Entries:
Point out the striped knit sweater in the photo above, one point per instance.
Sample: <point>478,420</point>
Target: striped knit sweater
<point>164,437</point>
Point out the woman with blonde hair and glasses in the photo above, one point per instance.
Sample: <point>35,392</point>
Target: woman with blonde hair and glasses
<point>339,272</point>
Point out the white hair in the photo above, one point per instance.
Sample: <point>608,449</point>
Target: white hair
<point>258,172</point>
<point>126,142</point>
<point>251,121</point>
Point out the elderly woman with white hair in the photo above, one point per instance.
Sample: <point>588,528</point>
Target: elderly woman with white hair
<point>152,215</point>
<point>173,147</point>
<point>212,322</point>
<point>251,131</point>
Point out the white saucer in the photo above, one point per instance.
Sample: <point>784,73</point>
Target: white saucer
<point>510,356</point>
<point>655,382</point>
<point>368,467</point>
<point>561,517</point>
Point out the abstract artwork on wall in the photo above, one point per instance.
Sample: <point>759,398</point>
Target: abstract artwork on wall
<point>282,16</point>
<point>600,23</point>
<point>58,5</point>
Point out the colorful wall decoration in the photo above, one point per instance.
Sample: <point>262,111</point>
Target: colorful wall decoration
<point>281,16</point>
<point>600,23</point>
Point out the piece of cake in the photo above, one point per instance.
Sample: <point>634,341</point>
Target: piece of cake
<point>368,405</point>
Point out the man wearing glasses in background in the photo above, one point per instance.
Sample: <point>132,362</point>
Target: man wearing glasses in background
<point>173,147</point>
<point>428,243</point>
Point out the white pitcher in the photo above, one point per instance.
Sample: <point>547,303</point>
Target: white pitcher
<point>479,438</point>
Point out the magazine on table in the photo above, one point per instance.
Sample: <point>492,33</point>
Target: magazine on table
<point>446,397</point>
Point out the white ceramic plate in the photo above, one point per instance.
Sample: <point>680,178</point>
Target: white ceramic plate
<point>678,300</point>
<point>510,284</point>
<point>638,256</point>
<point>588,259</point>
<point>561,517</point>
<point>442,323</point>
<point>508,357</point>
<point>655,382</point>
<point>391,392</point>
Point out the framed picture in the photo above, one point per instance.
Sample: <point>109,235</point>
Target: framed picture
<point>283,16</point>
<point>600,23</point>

Your instructions:
Copy the lines above without any changes.

Exercise output:
Point out the striped knit sweater in the photo above, one point per instance.
Sample: <point>478,420</point>
Target: striped knit sweater
<point>164,437</point>
Point out the woman with blonde hair and glasses in the photo above, one point per instance.
Sample: <point>35,392</point>
Target: woman with blonde hair and glasses
<point>339,272</point>
Point out the white hair in the photo above, one point per instance.
Sample: <point>608,449</point>
Target: white hair
<point>258,172</point>
<point>126,142</point>
<point>251,121</point>
Point out the elderly woman with white hair in the photo above, one point per instance.
Sample: <point>588,528</point>
Target: elderly woman with white hair
<point>152,215</point>
<point>173,147</point>
<point>212,322</point>
<point>251,131</point>
Point out the white saucer in the photo above, one point per instance.
Sample: <point>784,73</point>
Target: white saucer
<point>510,356</point>
<point>655,382</point>
<point>368,467</point>
<point>561,517</point>
Point out the abstract artwork on wall in the photo above, one point per instance.
Sample: <point>759,398</point>
Target: abstract artwork on wall
<point>282,16</point>
<point>600,23</point>
<point>58,5</point>
Point out the colorful wall decoration in the photo above, one point per instance.
Sample: <point>262,111</point>
Target: colorful wall decoration
<point>281,16</point>
<point>600,23</point>
Point out the piece of cake in the photo above, one point per instance.
Sample: <point>634,341</point>
Target: piece of cake
<point>368,405</point>
Point out the man wearing glasses in background in the photo above, one point per instance.
Sample: <point>132,362</point>
Target: man wearing glasses in background
<point>173,147</point>
<point>428,243</point>
Point out the white pitcher in the photo above, one point per instance.
Sample: <point>547,303</point>
Target: white pitcher
<point>479,438</point>
Point out the magazine on table in the photo above, one point per instance.
Sample: <point>492,33</point>
Target: magazine on table
<point>446,397</point>
Point out the white ceramic plate in the photo above, one point per instance.
Sample: <point>680,178</point>
Target: white ceramic plate
<point>678,300</point>
<point>510,284</point>
<point>638,256</point>
<point>588,259</point>
<point>561,517</point>
<point>442,323</point>
<point>508,357</point>
<point>655,382</point>
<point>391,392</point>
Point out the framed picture in the photo above, one point per instance.
Sample: <point>109,235</point>
Target: framed picture
<point>283,16</point>
<point>600,23</point>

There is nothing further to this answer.